▸ **WORK TO COMPLETE**:
Begin with the line containing "point(17, 301)" and reproduce it and all later lines exactly, through the last line of the records. Add nothing else.

Top of WORKING DATA

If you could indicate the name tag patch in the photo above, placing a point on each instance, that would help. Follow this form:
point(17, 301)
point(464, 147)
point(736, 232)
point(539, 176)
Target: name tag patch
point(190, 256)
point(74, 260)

Bottom of WORKING DATA

▸ **SOLUTION FOR THIS TASK**:
point(17, 301)
point(464, 147)
point(736, 232)
point(539, 176)
Target: name tag patch
point(190, 256)
point(74, 260)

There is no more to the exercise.